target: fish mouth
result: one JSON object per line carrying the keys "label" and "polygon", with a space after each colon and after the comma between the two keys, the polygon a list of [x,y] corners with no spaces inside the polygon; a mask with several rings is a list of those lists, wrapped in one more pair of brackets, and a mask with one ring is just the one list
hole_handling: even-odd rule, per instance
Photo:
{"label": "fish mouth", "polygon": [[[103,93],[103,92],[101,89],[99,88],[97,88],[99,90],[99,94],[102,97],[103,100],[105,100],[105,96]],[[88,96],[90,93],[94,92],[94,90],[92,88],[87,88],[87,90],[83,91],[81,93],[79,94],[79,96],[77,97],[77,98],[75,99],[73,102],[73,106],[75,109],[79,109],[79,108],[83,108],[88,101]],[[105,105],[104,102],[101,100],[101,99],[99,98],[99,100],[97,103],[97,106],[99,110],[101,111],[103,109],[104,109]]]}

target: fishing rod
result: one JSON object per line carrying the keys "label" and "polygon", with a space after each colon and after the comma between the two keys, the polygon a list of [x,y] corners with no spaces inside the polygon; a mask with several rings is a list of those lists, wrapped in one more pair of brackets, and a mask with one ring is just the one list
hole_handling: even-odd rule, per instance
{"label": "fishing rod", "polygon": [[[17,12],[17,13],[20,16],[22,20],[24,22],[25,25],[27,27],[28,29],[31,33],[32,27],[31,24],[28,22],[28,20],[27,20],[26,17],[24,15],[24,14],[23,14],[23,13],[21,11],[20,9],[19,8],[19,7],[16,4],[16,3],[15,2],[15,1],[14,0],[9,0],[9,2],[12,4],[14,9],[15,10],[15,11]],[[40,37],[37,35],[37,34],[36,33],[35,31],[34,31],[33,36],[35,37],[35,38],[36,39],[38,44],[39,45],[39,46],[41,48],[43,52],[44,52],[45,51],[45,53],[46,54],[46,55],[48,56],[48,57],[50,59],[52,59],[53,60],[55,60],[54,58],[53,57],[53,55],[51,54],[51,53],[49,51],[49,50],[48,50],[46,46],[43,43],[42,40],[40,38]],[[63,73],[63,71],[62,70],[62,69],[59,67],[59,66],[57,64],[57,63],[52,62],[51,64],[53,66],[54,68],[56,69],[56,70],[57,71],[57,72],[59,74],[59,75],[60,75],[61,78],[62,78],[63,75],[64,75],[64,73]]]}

━━━━━━━━━━━━━━━━━━━━

__WHAT IS NEEDED__
Update the entries above so that every "even-odd rule" becomes "nonzero winding rule", and leave every other line as it is.

__ANSWER TO THIS EXERCISE__
target: fish mouth
result: one JSON object per line carrying the keys "label" and "polygon", with a space after each colon and after the comma between the two keys, the polygon a list of [x,y] corners with no spaces inside the polygon; a mask with several rings is a list of those lists, wrapped in one more pair of brackets, and a mask with one ring is just the one list
hole_handling: nonzero winding rule, per instance
Photo:
{"label": "fish mouth", "polygon": [[[103,93],[103,92],[101,89],[99,88],[97,88],[99,90],[99,94],[102,97],[103,100],[105,100],[105,96]],[[88,96],[90,93],[94,92],[94,90],[92,88],[87,88],[87,90],[83,91],[81,93],[79,94],[79,96],[77,97],[77,98],[75,99],[73,102],[73,106],[75,109],[79,109],[79,108],[83,108],[88,101]],[[105,105],[104,102],[101,100],[101,99],[99,98],[99,100],[97,103],[97,106],[99,110],[101,111],[103,109],[104,109]]]}

target: fishing rod
result: one JSON object per line carrying the keys "label" and "polygon", with a space after each colon and after the comma between the two keys, the polygon a list of [x,y] corners with no spaces inside the polygon; a mask with several rings is a list of those lists, wrapped in one more pair of brackets, and a mask with one ring is just the one list
hole_handling: nonzero winding rule, per instance
{"label": "fishing rod", "polygon": [[[17,12],[17,13],[20,16],[22,20],[24,22],[25,25],[27,27],[28,29],[31,33],[32,27],[31,24],[28,22],[28,20],[27,20],[26,17],[24,15],[24,14],[23,14],[23,13],[21,11],[20,9],[19,8],[19,7],[16,4],[16,3],[15,2],[15,1],[14,0],[9,0],[9,2],[12,4],[14,9],[15,10],[15,11]],[[40,37],[37,35],[37,34],[36,33],[35,31],[34,31],[33,36],[35,37],[35,38],[36,39],[38,44],[39,45],[39,46],[41,48],[43,52],[44,52],[45,51],[45,53],[46,54],[46,55],[48,56],[48,57],[50,59],[52,59],[53,60],[55,60],[54,58],[53,57],[53,55],[51,54],[51,53],[49,51],[49,50],[48,50],[46,46],[43,43],[42,40],[40,38]],[[63,73],[63,71],[62,70],[62,69],[59,67],[59,66],[57,64],[57,63],[52,62],[51,64],[53,66],[54,68],[56,69],[56,70],[57,71],[57,72],[59,74],[59,75],[60,75],[61,78],[62,78],[63,75],[64,75],[64,73]]]}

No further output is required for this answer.